Given records ->
____
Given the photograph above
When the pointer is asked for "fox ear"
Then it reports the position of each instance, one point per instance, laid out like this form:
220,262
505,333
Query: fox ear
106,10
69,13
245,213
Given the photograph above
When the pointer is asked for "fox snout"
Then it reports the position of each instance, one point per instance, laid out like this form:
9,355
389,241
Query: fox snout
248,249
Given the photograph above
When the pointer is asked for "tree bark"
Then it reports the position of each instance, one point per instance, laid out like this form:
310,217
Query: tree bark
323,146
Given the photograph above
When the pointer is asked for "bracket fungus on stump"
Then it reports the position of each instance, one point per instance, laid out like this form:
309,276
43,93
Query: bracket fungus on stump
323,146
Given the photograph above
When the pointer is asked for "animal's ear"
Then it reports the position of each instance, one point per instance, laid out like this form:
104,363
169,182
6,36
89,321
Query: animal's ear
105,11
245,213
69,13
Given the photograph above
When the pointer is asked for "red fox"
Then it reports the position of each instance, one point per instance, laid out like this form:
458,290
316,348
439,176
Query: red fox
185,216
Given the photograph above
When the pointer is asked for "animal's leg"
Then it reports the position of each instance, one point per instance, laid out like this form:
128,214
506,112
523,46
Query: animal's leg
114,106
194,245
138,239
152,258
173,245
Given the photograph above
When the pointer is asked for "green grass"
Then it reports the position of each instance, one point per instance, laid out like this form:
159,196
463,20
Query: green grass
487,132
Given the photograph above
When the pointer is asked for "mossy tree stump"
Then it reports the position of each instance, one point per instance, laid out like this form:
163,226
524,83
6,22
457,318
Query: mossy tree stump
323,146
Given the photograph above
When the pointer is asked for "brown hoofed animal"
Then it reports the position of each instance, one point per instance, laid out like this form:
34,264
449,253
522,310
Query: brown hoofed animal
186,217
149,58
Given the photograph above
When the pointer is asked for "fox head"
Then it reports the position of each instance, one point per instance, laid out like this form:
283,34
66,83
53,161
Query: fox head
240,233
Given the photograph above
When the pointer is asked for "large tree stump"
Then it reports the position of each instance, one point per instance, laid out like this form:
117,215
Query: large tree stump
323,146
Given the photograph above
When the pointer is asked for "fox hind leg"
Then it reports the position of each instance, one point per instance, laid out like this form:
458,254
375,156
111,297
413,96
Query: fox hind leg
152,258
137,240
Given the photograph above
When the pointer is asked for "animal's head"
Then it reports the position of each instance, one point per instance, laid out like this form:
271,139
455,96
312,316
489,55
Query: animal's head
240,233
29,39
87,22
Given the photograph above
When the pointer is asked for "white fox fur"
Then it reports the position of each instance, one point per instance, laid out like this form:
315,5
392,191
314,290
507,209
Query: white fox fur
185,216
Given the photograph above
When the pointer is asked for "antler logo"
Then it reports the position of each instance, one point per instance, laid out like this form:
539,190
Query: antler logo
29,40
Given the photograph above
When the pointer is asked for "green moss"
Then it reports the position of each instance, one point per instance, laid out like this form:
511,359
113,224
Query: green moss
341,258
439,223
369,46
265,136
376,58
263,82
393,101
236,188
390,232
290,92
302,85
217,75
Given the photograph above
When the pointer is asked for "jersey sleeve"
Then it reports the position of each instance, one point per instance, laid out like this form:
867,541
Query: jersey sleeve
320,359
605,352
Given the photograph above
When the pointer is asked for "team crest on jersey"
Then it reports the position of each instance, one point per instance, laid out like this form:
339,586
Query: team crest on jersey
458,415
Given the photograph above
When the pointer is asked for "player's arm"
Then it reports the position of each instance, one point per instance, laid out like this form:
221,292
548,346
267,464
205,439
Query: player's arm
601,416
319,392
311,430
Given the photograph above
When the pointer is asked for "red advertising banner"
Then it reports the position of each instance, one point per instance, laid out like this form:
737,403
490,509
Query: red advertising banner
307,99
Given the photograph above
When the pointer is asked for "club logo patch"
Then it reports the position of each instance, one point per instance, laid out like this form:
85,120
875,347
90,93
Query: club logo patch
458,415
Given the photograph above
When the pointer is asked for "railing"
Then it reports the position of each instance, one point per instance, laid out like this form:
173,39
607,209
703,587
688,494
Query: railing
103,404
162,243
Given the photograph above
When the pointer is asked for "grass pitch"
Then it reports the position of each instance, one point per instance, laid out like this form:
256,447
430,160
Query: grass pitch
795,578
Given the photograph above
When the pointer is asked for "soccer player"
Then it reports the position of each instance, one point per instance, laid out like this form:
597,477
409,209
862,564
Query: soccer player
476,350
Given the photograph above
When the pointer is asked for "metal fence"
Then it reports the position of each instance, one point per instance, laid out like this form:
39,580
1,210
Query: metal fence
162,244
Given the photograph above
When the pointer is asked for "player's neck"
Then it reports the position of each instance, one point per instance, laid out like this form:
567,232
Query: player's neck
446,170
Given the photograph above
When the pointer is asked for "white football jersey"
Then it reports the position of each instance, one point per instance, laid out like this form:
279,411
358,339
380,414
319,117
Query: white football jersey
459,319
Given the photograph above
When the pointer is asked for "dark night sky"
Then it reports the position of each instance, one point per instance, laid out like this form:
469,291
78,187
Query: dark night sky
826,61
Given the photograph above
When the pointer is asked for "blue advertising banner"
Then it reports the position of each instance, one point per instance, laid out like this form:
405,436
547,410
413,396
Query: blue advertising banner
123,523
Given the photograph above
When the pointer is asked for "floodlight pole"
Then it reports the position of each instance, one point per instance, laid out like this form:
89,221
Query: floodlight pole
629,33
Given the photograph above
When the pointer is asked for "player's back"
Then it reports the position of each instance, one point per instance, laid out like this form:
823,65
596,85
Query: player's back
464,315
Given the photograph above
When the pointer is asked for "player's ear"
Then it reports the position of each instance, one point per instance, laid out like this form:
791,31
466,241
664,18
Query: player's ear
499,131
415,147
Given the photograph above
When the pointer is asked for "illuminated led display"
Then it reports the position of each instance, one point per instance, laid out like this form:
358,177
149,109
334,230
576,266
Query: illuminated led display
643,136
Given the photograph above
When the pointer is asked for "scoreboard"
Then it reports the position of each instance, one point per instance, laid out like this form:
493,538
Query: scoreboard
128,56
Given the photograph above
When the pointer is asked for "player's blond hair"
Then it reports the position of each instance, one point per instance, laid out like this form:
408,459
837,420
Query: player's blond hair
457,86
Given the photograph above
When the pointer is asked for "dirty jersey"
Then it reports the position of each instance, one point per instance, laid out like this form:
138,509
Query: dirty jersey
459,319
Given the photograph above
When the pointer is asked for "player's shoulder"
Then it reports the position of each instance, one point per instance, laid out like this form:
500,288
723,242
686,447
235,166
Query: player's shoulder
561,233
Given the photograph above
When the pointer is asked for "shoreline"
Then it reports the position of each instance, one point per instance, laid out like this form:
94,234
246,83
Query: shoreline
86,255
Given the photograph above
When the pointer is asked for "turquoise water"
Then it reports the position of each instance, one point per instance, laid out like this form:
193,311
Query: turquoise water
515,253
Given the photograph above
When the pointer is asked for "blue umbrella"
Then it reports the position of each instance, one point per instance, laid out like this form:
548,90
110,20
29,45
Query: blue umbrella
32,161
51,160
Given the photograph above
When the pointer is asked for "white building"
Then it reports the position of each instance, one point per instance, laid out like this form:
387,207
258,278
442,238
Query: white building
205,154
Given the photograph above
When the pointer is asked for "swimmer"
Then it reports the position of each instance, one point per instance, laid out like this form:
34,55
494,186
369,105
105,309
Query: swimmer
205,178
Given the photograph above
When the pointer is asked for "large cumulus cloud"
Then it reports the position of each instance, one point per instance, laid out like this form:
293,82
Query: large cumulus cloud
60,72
____
Task brief -> Each entry above is to be quoted exactly.

Expected answer ->
Given the photograph above
When the pointer is asked for "fox ear"
Then it reports the position of each instance, one point per instance, laid out like this form:
220,262
505,333
Query: fox ear
106,10
69,13
245,213
Given the photograph above
When the pointer is asked for "fox snout"
Then it reports the position of each instance, one point per instance, laid out like this form:
9,355
389,241
Query: fox snout
248,249
Given the photograph above
When the pointer is asked for "tree bark"
Then it reports the position of each instance, one point per instance, laid out like this form:
310,217
Query: tree bark
323,146
Given the photograph above
When the pointer is asked for "bracket fungus on stump"
Then it reports the position of each instance, one point per instance, laid out like this form:
309,276
43,93
Query: bracket fungus on stump
323,146
Given the photograph above
When the pointer is asked for "animal's ear"
Then it reports the position of each instance, one point per instance, laid out like this form:
104,363
169,182
6,36
89,321
Query: animal's ear
105,11
245,213
69,13
Given the photograph above
When the pointer is asked for "red fox"
Then it reports the position of each instance, one point per instance, laid out like this form:
458,290
316,348
439,176
Query: red fox
185,216
Given the photograph above
When the pointer is asked for "animal's leg"
Then it reports the position of each instance, one point per instance, laid out like this form:
128,214
506,112
523,46
Query: animal's leg
114,106
194,245
138,239
152,258
173,245
Given the photograph above
When the pointer is asked for "green grass"
Then it reports the position of each instance, one point per instance, laid out like this form:
159,196
463,20
Query: green grass
487,132
Given the photograph above
When the pointer is asked for "mossy tree stump"
Then it reports the position of each instance, one point per instance, laid out like this form:
163,226
524,83
6,22
457,318
Query: mossy tree stump
323,146
Given the photograph above
When the pointer is asked for "brown hoofed animal"
Then it reports the position of each instance, one point per instance, laid out like this form:
34,264
449,253
522,310
Query: brown hoofed animal
186,217
149,58
Given the photograph above
When the pointer is asked for "fox head"
Then it reports the position of each instance, one point per instance, laid out like this form:
283,34
66,83
53,161
Query: fox head
240,233
Given the photograph above
When the pointer is asked for "large tree stump"
Then it reports the position of each instance, one point per instance, laid out like this form:
117,215
Query: large tree stump
323,146
Given the photograph above
When the pointer is asked for "fox hind leg"
Then it reports the position of each instance, one point per instance, laid out like this form:
458,254
375,156
111,297
413,96
Query: fox hind leg
152,258
137,240
Given the photograph above
When the pointer is asked for "animal's head"
Then it reports the position of each instance, one point per instance, laid out like this form:
271,139
455,96
312,316
489,55
Query: animal's head
240,233
29,39
87,22
Given the photograph above
When the pointer is asked for "white fox fur"
Then it reports the position of each instance, one point per instance, laid out like this form:
315,5
392,191
314,290
507,209
Query: white fox fur
185,216
Given the photograph above
When the pointer is asked for "antler logo"
Then it reports the position of each instance, one point per instance, laid out like this form:
539,190
Query: antler logo
29,40
Given the photograph above
When the pointer is asked for "green moss"
Then it reports the position of each instance, one point per instance, laid out like this form:
511,359
113,224
Query: green moss
341,258
439,223
369,46
265,136
376,58
263,82
393,101
236,188
390,232
290,92
302,85
217,75
Given the photograph above
When the pointer is asked for "jersey sleeve"
Then it reports the position of each instance, one point per instance, laid out like this form:
867,541
Query: jersey sleeve
320,359
605,352
Given the photograph above
When the pointer is asked for "team crest on jersey"
Then it reports the position of each instance, one point per instance, laid out like this form:
339,586
Query: team crest on jersey
458,415
Given the photograph above
When the pointer is asked for "player's arm"
Then it reports the position of each instance, one point per instance, laid out like this form:
221,292
548,346
267,464
205,439
Query: player's arm
601,416
319,392
311,430
Given the photograph above
When the pointer is asked for "red advertising banner"
Then it reports the position of each instance, one point per instance, laid out like this form:
737,403
490,509
Query: red advertising banner
307,99
Given the photograph above
When the pointer is asked for "club logo patch"
Then it reports the position of each instance, one point per instance, laid out like this form:
85,120
875,347
90,93
Query: club logo patch
458,415
Given the photograph above
When the pointer is asked for "railing"
Then it reports the position of each instance, one point per instance, laid out like this form:
173,39
607,209
703,587
688,494
Query: railing
103,404
162,243
Given the photograph above
When the pointer is asked for "grass pitch"
Then it reports the position of each instance, one point per instance, laid out like this form:
256,447
430,160
Query: grass pitch
795,578
Given the photograph above
When the pointer is asked for "soccer player"
Then it reports the position of each instance, one point per instance, laid out like this form:
597,477
409,209
862,564
Query: soccer player
476,350
Given the photograph above
When the pointer is asked for "metal fence"
Then it reports the position of each instance, one point per instance, laid out like this form:
39,580
1,210
Query: metal fence
162,244
Given the photograph above
When the pointer is asked for "player's neck"
Then it reports the position of each instance, one point per instance, laid out like this form:
567,232
Query: player's neck
446,170
Given the photograph above
When the pointer is asked for "white football jersey"
Then it reports the position of each instance, one point per instance, laid out like this form:
279,411
358,339
380,414
319,117
Query: white football jersey
459,319
Given the photograph above
When the pointer is asked for "dark night sky"
Then it reports the position of each instance, one point per instance, laid out like this form:
469,291
78,187
Query: dark night sky
826,61
Given the photograph above
When the pointer is asked for "blue advertising banner"
Then it reports the position of each instance, one point per instance, laid out like this form:
405,436
547,410
413,396
Query: blue advertising banner
123,523
Given the photograph above
When the pointer is asked for "floodlight pole"
Then it reports the position of each instance, one point per instance, laid out like this form:
89,221
Query: floodlight pole
629,33
Given the photograph above
When the pointer is asked for "player's back"
Then it reports the position of each instance, one point per instance, laid out like this form:
823,65
596,85
Query: player's back
464,315
Given the photograph above
When the pointer is asked for "player's ear"
Then it reports the position of each instance, one point per instance, laid out like this form:
791,31
466,241
664,18
Query: player's ear
499,131
415,147
Given the photograph above
When the pointer is asked for "illuminated led display"
Then it reports the position of each instance, one point per instance, laid out like this form:
358,177
149,109
334,230
576,266
Query: illuminated led display
643,136
Given the photograph above
When the pointer is asked for "scoreboard"
Then it reports the position of each instance, one point per instance, laid out like this form:
493,538
Query: scoreboard
128,56
Given the photograph above
When the pointer is asked for "player's blond hair"
Then it reports the position of each instance, one point per instance, laid out like this form:
408,459
837,420
Query: player's blond hair
457,86
Given the photograph above
When the pointer is asked for "dirty jersey"
Then it reports the position of each instance, one point per instance, laid out like this form:
138,509
Query: dirty jersey
459,319
Given the photograph above
When the pointer is asked for "player's shoulder"
Then it reports the position of each instance, one point per instance, laid out like this form:
500,288
723,242
686,447
235,166
Query: player's shoulder
561,233
Given the photograph above
When the pointer is asked for "shoreline"
Then it reports the position of each instance, one point per instance, laid out like this form:
94,234
246,83
Query: shoreline
86,255
Given the photograph above
When the pointer is asked for "turquoise water"
Then it reports the position of each instance, one point per instance, laid out like this form:
193,311
Query: turquoise water
515,253
Given the photograph above
When the pointer is asked for "blue umbrella"
Then it reports the position of each instance, one point per instance, laid out like this form:
548,90
110,20
29,45
Query: blue umbrella
32,161
51,160
Given the photograph above
When the pointer is asked for "white building"
Then it reports the position of each instance, one point per instance, laid out like this form:
387,207
258,278
442,238
Query: white building
205,154
Given the photograph above
When the pointer is asked for "swimmer"
Then it reports the position of each instance, one point per instance, laid out like this form:
34,55
494,186
369,105
105,309
Query: swimmer
205,178
Given the photograph above
When the pointer is asked for "large cumulus cloud"
Then it reports the position of each instance, one point per instance, laid out like this form:
293,82
Query: large cumulus cloud
60,72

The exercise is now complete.